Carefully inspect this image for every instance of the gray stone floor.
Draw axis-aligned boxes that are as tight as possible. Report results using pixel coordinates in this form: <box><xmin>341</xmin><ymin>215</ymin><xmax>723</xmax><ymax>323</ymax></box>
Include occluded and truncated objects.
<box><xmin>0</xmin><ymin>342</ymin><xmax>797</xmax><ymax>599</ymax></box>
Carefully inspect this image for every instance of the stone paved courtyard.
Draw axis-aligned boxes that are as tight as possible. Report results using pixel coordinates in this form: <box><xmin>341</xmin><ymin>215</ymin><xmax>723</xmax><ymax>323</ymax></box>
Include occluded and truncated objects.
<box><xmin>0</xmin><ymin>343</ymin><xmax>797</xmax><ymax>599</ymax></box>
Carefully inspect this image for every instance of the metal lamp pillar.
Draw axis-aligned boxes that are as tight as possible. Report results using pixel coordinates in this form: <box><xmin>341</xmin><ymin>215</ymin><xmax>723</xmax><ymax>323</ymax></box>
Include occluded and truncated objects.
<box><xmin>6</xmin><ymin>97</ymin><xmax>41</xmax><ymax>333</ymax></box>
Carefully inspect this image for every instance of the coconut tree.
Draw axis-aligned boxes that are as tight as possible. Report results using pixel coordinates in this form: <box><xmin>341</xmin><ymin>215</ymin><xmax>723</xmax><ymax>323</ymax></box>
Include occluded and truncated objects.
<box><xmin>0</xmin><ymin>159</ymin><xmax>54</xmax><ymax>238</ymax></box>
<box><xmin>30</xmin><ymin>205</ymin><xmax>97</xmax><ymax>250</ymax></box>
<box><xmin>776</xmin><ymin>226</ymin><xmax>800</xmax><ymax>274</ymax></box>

WORK INSTRUCTIONS:
Please output every record, keeping each line exact.

RESULT:
Carefully inspect this image for every instance of the gray stone floor.
Draw axis-aligned boxes that are as tight as possible. Report results using pixel coordinates in this form: <box><xmin>341</xmin><ymin>215</ymin><xmax>723</xmax><ymax>323</ymax></box>
Include occluded and truncated objects.
<box><xmin>0</xmin><ymin>342</ymin><xmax>797</xmax><ymax>599</ymax></box>
Carefully inspect this image for every instance of the stone paved courtyard.
Draw axis-aligned boxes that are as tight as possible. Report results using pixel coordinates in this form: <box><xmin>341</xmin><ymin>215</ymin><xmax>723</xmax><ymax>323</ymax></box>
Include occluded and truncated objects.
<box><xmin>0</xmin><ymin>343</ymin><xmax>797</xmax><ymax>599</ymax></box>
Carefully inspect this image for every instance of the metal lamp pillar.
Draw axis-aligned boxes that are as tight as possible. Report results using pixel coordinates in this form: <box><xmin>341</xmin><ymin>215</ymin><xmax>723</xmax><ymax>323</ymax></box>
Include occluded and truncated objects.
<box><xmin>6</xmin><ymin>97</ymin><xmax>41</xmax><ymax>333</ymax></box>
Carefully inspect this image for every instance of the coconut tree.
Draw axis-aligned boxes that are as tight as possible. Report results using pixel coordinates in this form: <box><xmin>341</xmin><ymin>215</ymin><xmax>723</xmax><ymax>323</ymax></box>
Include occluded and truncated objects.
<box><xmin>0</xmin><ymin>159</ymin><xmax>54</xmax><ymax>238</ymax></box>
<box><xmin>30</xmin><ymin>205</ymin><xmax>97</xmax><ymax>250</ymax></box>
<box><xmin>776</xmin><ymin>226</ymin><xmax>800</xmax><ymax>274</ymax></box>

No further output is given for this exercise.